Exactly the lines starting at the line containing "positive clicks: (500, 360)" and ending at the line containing "negative clicks: (532, 318)" are to be written out from the listing below, both included.

━━ Records to process ━━

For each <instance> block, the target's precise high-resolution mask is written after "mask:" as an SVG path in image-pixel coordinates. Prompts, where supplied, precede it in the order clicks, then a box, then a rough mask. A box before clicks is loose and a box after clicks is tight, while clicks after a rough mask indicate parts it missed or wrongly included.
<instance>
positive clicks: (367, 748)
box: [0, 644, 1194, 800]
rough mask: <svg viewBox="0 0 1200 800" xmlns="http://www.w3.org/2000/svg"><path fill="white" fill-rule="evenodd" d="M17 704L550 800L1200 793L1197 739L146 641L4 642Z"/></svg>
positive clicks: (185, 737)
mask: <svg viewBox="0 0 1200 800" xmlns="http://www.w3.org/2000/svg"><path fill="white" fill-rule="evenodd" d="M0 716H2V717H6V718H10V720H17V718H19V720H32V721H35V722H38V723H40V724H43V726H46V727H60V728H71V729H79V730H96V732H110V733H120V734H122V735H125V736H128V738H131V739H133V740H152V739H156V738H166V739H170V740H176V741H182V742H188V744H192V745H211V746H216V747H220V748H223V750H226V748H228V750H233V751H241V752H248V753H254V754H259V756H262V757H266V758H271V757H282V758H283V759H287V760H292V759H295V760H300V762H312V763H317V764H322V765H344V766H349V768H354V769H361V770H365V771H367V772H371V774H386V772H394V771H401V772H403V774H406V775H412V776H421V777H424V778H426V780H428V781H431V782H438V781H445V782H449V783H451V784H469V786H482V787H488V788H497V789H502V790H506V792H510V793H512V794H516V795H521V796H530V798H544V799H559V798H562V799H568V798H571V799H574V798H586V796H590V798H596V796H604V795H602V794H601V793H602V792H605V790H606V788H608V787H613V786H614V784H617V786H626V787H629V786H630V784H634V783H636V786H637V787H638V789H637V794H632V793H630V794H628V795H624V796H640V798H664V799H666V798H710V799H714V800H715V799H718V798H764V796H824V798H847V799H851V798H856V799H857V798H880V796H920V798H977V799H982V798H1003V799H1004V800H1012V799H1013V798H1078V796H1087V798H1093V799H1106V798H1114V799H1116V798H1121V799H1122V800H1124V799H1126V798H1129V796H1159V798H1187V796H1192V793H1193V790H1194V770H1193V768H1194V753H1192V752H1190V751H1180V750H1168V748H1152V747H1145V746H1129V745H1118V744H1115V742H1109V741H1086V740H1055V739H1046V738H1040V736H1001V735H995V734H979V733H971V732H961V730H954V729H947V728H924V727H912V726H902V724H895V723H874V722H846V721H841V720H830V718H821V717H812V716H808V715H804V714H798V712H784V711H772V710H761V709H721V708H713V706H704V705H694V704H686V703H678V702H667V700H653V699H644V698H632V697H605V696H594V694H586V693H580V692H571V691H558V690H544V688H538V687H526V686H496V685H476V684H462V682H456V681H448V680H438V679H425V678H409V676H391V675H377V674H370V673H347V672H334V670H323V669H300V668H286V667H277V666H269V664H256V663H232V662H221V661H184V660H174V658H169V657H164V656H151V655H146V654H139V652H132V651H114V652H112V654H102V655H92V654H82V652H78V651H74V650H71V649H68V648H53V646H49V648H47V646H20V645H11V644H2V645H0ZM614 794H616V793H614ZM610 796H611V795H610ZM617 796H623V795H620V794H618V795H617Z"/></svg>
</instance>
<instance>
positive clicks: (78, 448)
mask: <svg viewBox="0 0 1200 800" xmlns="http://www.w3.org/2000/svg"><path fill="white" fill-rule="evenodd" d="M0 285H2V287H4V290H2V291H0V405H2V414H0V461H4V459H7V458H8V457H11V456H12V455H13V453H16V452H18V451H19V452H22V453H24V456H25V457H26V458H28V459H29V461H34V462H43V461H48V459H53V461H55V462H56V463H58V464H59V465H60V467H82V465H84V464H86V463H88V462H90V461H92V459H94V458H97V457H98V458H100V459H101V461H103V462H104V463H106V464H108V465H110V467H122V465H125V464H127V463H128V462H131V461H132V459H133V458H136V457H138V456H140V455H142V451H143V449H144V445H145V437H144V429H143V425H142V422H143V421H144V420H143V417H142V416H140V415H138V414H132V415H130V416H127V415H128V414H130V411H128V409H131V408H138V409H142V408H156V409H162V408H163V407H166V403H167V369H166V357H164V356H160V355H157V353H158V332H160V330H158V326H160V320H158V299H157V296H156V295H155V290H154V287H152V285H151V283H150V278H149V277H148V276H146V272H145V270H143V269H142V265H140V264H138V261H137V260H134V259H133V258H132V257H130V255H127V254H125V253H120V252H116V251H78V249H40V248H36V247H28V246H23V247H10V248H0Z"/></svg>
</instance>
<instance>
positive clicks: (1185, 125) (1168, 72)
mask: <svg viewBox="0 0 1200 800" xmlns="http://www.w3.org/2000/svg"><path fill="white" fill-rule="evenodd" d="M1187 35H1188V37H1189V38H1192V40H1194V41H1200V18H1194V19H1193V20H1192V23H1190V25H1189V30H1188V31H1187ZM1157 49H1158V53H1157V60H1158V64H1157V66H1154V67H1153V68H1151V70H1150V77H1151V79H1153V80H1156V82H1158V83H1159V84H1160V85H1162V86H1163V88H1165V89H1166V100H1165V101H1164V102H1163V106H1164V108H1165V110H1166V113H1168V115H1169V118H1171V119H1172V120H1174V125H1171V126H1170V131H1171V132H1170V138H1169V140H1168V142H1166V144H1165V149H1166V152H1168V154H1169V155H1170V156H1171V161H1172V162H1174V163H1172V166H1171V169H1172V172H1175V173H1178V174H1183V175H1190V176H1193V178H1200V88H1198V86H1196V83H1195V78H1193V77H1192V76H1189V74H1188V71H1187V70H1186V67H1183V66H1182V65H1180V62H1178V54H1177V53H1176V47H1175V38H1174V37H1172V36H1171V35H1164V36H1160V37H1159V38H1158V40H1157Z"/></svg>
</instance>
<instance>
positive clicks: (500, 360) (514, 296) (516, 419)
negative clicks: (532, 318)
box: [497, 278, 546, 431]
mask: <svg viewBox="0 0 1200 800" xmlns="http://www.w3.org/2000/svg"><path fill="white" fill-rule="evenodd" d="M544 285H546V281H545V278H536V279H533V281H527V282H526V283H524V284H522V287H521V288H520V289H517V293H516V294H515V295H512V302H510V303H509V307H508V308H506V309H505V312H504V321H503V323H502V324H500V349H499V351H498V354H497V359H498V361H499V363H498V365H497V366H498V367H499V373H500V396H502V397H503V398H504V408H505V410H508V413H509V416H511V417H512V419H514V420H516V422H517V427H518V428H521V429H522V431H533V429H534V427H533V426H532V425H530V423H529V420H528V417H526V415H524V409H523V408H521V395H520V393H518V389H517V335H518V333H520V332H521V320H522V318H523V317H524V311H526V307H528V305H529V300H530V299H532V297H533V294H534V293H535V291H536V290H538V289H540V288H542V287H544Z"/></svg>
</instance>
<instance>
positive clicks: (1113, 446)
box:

━━━

▶ [Response box]:
positive clicks: (500, 360) (514, 296) (516, 419)
negative clicks: (532, 318)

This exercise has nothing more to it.